**DOCUMENT TEXT**
In addition, there is the Community Health Fund (CHF), which was established as an alternative for the fee-for-service scheme. Currently, only 29 districts out of 72 have access to this programme and to the matching grants from the Ministry of Health and Social Welfare. Currently, less than 10 per cent of households have joined such schemes, which represent 2 per cent of total spending. There is even scarcer information about the non-public schemes: micro health insurance, private health insurance and indigenous provision. It is reasonable to assume, based on total amount of insurance premiums paid in 2002 that this type of provision accounts for 1 per cent of total expenditure. There is a long history of indigenous associations being active in collecting insurance contributions for funerals and health care expenses.

**Location identification entries**
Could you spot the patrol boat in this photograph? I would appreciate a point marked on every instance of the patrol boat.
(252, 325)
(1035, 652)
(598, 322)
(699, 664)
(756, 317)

**GIVEN EXERCISE 1**
Rewrite every line of the location identification listing as a numbered list, leaving out any blank lines.
**GIVEN EXERCISE 2**
Extend the passage on health financing schemes by writing what comes after its last sentence.

**EXERCISE ANSWER 1**
1. Could you spot the patrol boat in this photograph? I would appreciate a point marked on every instance of the patrol boat.
2. (252, 325)
3. (1035, 652)
4. (598, 322)
5. (699, 664)
6. (756, 317)

**EXERCISE ANSWER 2**
There are a number of opportunities and challenges apparent for Tanzania Mainland, with the projected rapid increase in the population by 2020, and the need to think strategically about how its resources are used effectively to invest in healthcare, education, and other social protection schemes.Currently the UK Department for International Development (DFID) is funding an ILO project. This is a joint project for Tanzania Mainland, Zanzibar, and Zambia. For Tanzania Mainland the Social Protection Expenditure and Performance Review (SPER) and a Social Budget (SB) has been produced.
This work has identified that there is scope to develop an affordable Social Protection system that provides wider coverage to the population, by implementing a universal pension, a child benefit scheme, and some targeted social assistance.